**Aufgabenstellung**
Aktualisieren Sie den Abschnitt vom Anfang des Materials bis einschließlich der Zeile mit „point(62, 207)“, indem Sie „each matching instance“ überall durch „every matching instance“ ersetzen. Alles Übrige bleibt unverändert.

Datensatzzeilen zum Zeigen auf Objekte
==================================================
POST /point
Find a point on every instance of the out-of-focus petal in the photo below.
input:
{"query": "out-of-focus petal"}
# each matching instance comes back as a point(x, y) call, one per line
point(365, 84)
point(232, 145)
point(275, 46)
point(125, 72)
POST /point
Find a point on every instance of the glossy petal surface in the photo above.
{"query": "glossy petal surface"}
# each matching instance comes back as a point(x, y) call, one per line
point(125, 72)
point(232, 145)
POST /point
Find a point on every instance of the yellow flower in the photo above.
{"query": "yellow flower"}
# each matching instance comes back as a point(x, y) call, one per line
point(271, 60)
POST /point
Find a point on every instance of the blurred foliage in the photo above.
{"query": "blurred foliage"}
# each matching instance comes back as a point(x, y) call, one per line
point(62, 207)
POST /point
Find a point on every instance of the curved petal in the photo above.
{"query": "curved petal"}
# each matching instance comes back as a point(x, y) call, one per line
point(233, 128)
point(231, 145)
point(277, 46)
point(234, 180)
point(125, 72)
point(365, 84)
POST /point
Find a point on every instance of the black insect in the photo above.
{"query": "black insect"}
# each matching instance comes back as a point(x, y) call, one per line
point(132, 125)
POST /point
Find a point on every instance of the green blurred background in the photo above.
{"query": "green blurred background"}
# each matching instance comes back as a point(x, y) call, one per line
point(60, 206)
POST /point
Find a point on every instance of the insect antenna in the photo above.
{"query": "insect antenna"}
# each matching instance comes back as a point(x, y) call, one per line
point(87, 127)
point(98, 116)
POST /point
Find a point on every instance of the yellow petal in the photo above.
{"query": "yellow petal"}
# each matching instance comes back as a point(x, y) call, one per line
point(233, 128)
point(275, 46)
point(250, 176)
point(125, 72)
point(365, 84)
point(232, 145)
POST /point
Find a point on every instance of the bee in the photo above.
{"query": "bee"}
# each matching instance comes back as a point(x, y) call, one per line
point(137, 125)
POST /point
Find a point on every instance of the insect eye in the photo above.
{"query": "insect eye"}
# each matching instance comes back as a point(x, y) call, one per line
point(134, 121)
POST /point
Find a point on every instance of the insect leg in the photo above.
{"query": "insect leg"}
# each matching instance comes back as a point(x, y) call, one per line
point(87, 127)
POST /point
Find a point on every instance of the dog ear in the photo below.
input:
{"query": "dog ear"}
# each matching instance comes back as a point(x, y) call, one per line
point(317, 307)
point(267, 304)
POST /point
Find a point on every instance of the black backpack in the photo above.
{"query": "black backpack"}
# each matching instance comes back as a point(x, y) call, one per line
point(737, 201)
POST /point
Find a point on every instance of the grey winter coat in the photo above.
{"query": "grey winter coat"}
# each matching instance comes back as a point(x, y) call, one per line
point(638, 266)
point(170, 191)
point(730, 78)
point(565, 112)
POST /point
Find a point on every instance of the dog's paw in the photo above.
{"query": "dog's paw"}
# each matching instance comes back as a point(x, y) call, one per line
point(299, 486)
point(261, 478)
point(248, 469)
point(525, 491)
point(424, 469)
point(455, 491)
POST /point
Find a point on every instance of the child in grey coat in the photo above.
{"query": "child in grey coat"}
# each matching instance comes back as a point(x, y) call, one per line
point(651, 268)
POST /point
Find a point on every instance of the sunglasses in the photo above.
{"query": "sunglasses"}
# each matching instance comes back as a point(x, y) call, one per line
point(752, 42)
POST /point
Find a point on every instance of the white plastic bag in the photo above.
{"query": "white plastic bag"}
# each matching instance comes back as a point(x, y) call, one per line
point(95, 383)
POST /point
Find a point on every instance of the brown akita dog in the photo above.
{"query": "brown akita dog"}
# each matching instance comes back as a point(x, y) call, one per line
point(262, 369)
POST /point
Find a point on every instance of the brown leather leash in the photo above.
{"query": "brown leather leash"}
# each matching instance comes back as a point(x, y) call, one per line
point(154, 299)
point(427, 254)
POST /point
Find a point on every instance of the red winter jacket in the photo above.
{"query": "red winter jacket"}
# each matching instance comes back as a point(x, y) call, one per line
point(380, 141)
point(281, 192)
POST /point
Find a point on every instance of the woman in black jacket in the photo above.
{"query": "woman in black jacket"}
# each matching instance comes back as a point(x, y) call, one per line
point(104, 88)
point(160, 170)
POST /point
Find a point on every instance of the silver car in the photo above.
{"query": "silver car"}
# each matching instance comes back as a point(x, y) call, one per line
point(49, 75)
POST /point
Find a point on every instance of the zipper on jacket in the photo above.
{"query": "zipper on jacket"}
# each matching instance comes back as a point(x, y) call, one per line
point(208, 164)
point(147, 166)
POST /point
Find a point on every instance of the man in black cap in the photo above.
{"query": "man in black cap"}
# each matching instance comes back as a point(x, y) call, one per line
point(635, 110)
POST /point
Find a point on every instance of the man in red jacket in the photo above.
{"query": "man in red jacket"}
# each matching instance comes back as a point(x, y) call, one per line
==================================================
**Lösung**
POST /point
Find a point on every instance of the out-of-focus petal in the photo below.
input:
{"query": "out-of-focus petal"}
# every matching instance comes back as a point(x, y) call, one per line
point(365, 84)
point(232, 145)
point(275, 46)
point(125, 72)
POST /point
Find a point on every instance of the glossy petal surface in the photo above.
{"query": "glossy petal surface"}
# every matching instance comes back as a point(x, y) call, one per line
point(125, 72)
point(232, 145)
POST /point
Find a point on every instance of the yellow flower in the photo above.
{"query": "yellow flower"}
# every matching instance comes back as a point(x, y) call, one per line
point(271, 60)
POST /point
Find a point on every instance of the blurred foliage in the photo above.
{"query": "blurred foliage"}
# every matching instance comes back as a point(x, y) call, one per line
point(62, 207)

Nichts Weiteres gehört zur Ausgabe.